## THE TASKS
a - List every tool that the engine-teardown text mentions.
b - Answer these questions from the engine-teardown text:
(i) What sits in the reliefs around the four studs underneath the rocker carrier?
(ii) What size socket is used to undo the camshaft nut?
(iii) What is the thread pitch of the 13mm nut that retains the oil pump gear/sprocket?

___ PROVIDED TEXT ___

At this point there is nothing mechanical left holding the head on. What you will find though is that on the four studs underneath the rocker carrier there are squashed o-rings sitting in reliefs in the alloy around the studs. Before you attempt to remove the head pry thes o-rings out with a pick or small screwdriver and discard them otherwise they jam the head on the studs.

At this point you can slip your fingers into the inlet and exhaust ports and try lifting the head up on the studs. If it is reluctant to move give the head a few biffs with a rubber mallet but ONLY around the exhaust studs and inlet port. Don't biff the fins, they'll simply snap off! The gasket seal betwixt head and barrel is really quite weak, once the two move in relation to each other it should be a simple matter to pull the head up the studs and off the engine. If you haven't yet managed to extract the sleeve nut now is the ime to invert the head and wiggle the nut around until it drops out through the blanking plug hole in the head. Place the sleeve nut and it's washer, (if visible or even fitted!) in the rocker cover along with the rocker carrier for that cylinder and store in a safe place. The head also can, for now, be put to one side while you repeat the operation on the other side of the motor!

Once the other head is off make sure each side is suitably labled and stored safely somewhere clean and dry until you can return to the heads for servicing.

You'll probably want to stop for a beer about now.


Part 4.

OK, so where were we? That's right, we'd got the heads off.

From here, how I proceed varies from model to model but to keep it simple I'll suggest that the best thing to do is remove the timing gears/sprockets.

Using your flywheel locking tool again secure the flywheel so the crank cannot turn. Once this is secure you can use a deep 27mm socket to undo and remove the camshaft nut and remove it and it's washer. Then the 13mm nut that retains the oil pump gear/sprocket can be removed. Note that this nut is special in that it is an 8mm internal thread but is of a 1mm pitch rather than the usual 1.25mm pitch that is the ISO standard. I have no idea why. Under the nut is a lock-washer. this too can be removed. This leaves the crank nut. On all models prior to the 1100's the crank sprocket is retained by a peg nut. This is a circular nut with four cutaways in the sides which requires a special tool to remove and re-install. Nine times out of ten, if the bike has ever had it's cam chain replaced, this nut will show signs of butchery as most people and indeed many bike shops don't actually have a suitable tool and have resorted to using a hammer and drift to remove the nut and re-install it. While I would never recommend this practice it should be noted that probably at least 50% of all older Guzzis on the road have their peg-nuts, (There are others on the bike.) done up this way. I leave it to the reader to make their own appraisal therefore of whether the practice is truly likely to have terminal consequences if it undertaken.

___ INFORMATION SHOWN ___

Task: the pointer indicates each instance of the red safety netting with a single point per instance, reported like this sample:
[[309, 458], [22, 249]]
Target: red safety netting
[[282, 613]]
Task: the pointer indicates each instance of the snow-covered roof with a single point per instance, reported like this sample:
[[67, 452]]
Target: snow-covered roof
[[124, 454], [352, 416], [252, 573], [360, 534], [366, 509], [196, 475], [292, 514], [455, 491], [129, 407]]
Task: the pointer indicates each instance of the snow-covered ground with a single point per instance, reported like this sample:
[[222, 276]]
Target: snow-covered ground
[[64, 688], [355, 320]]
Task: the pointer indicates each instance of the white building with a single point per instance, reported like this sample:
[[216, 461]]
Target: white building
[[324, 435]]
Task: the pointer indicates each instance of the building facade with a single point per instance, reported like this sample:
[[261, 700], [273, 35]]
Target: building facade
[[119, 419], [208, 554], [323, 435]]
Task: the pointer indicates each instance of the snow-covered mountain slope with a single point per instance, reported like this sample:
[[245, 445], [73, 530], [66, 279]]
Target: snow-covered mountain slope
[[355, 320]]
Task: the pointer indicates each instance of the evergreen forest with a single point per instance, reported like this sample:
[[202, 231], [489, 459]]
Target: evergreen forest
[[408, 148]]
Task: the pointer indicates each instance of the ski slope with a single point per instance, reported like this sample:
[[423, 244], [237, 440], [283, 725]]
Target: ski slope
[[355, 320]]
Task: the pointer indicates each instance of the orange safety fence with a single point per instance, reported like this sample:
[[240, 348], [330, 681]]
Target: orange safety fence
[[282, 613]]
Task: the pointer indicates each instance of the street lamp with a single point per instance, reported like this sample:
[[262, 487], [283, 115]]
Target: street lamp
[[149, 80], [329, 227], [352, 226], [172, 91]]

___

## ANSWERS PROVIDED
a -
- Pick
- Small screwdriver
- Rubber mallet
- Flywheel locking tool
- Deep 27mm socket
- Special tool for removing and re-installing the peg nut
- Hammer
- Drift

b -
(i) Squashed o-rings.
(ii) A deep 27mm socket.
(iii) 1mm, rather than the usual 1.25mm.